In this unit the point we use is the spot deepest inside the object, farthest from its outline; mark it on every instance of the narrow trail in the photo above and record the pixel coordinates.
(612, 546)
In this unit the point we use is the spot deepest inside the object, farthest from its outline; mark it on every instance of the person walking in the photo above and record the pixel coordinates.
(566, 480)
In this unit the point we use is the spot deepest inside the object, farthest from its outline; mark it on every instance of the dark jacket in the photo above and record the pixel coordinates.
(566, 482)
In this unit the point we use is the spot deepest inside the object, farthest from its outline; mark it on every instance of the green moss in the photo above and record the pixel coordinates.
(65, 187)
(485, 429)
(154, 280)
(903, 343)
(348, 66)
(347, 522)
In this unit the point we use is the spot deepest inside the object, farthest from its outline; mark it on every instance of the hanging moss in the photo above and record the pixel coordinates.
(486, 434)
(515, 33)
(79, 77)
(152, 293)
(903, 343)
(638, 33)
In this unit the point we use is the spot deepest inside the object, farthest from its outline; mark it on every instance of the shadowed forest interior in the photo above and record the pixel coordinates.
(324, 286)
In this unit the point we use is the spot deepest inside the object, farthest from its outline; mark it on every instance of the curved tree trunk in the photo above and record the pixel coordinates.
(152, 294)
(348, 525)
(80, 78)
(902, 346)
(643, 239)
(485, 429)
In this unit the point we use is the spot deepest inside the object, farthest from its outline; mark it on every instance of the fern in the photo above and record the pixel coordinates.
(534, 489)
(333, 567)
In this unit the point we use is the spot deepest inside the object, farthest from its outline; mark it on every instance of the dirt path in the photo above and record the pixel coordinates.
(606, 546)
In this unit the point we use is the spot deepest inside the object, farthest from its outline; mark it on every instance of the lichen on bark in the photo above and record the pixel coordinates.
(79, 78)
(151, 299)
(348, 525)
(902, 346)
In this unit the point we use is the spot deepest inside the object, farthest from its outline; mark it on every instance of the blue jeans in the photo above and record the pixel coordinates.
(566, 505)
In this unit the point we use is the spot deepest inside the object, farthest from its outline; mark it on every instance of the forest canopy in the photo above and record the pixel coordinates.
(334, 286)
__________
Print all of the data above again, word for word and in the same order, without changing anything.

In this unit the point we use is the spot deepest inside the object, farthest from its outline; mark it on every instance of the narrow trail in the photo above and record the pixel coordinates.
(612, 546)
In this unit the point we use is the spot deepest inside the object, farthest from its outline; mark it on every instance of the person walking in the photo above and record the pixel coordinates.
(566, 480)
In this unit the point we use is the spot deepest inside the object, farthest from its outline; mark it on every instance of the dark jacket in the photo above and record the pixel coordinates.
(566, 482)
In this unit the point we use is the spot deepest inside the object, farthest from its outline; mark it on every instance of the green moss in the photo above and record the pixel coordinates.
(65, 187)
(485, 429)
(154, 280)
(903, 343)
(348, 66)
(347, 522)
In this unit the point we use is the spot deepest inside the object, farthest from its outline; mark it on every instance of the hanging moss in the photo above and record the pixel coordinates.
(486, 434)
(515, 33)
(79, 77)
(152, 293)
(903, 343)
(638, 33)
In this unit the point we use is the spot deepest inside the object, farthest from its outline; mark it on every instance of the shadowed forest interior in the photo above and record the pixel coordinates.
(324, 286)
In this unit the point we use is the spot deepest inside the object, farthest from its outline; mark it on every instance of the curved tree trunk in the photo above and record the pixel coordinates.
(152, 294)
(348, 525)
(80, 78)
(902, 346)
(643, 239)
(485, 429)
In this unit the point we use is the spot deepest inside the object, farthest from its outline; mark it on every instance of the fern in the photo above and record the pixel coordinates.
(534, 489)
(333, 567)
In this unit the point we use is the spot deepest inside the object, farthest from its outline; mark it on every instance of the dirt path in the photo above and record the pixel coordinates.
(606, 546)
In this unit the point we use is the spot deepest inside the object, farthest from its outline; mark it on every instance of the lichen on bark in the photo above and record the pixel coordinates.
(79, 78)
(151, 299)
(348, 525)
(902, 346)
In this unit the point we use is the spot deepest inside the object, farthest from its outline; mark it on every instance of the blue jeans in the photo above and record the pixel coordinates.
(566, 505)
In this unit the point we use is the spot deepest inside the object, farthest from its outline; mark it on every instance of the forest canopy in the photo above and record the pixel coordinates.
(334, 286)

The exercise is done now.